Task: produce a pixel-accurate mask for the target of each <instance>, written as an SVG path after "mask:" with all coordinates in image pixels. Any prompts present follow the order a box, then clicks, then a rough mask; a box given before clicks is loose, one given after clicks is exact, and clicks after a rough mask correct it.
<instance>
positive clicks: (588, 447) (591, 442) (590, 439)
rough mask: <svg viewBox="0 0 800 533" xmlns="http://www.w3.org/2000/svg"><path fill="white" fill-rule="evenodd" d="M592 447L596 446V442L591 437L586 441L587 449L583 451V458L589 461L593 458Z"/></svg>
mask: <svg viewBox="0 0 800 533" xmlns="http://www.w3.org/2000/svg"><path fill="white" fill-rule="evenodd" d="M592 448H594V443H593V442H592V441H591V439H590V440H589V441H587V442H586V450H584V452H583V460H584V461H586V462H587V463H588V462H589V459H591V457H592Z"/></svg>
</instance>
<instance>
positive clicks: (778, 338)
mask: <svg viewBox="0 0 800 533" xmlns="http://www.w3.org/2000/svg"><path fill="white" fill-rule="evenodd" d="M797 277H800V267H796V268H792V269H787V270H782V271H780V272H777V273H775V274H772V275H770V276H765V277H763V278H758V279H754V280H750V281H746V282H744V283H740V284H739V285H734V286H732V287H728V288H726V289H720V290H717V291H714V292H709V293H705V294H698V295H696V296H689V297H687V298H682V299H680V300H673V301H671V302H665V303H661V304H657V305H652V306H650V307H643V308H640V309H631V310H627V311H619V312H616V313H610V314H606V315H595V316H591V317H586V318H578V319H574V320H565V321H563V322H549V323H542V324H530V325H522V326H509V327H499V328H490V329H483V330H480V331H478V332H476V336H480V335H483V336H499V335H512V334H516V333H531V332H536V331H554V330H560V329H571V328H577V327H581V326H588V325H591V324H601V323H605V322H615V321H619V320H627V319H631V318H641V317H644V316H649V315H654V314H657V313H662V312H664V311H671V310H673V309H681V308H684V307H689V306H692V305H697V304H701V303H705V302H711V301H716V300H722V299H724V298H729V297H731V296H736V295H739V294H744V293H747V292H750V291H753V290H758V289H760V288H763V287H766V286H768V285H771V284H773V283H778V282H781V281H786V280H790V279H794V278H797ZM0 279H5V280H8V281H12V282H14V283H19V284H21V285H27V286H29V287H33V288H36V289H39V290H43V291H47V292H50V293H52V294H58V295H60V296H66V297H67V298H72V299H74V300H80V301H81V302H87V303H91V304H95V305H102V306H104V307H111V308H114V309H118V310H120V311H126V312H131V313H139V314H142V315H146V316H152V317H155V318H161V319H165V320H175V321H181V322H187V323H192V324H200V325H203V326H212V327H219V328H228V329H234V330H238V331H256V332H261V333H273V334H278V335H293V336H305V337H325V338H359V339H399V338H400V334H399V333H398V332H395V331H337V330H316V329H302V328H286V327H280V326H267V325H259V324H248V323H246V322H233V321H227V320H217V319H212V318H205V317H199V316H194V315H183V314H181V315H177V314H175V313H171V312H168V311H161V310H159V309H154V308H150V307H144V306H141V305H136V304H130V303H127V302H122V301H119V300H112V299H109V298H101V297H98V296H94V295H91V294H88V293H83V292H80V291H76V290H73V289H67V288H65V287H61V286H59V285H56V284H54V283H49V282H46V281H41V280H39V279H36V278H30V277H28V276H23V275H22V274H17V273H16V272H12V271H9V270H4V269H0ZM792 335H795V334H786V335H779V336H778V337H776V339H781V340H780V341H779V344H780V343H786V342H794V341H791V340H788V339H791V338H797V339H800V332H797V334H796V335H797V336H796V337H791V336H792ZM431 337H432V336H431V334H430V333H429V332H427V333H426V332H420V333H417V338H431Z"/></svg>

◆ ◆ ◆ ◆

**DIRECTIONS:**
How many lines of the listing contain the word "instance"? Reply with only the number.

**SOLUTION FOR THIS EXERCISE:**
4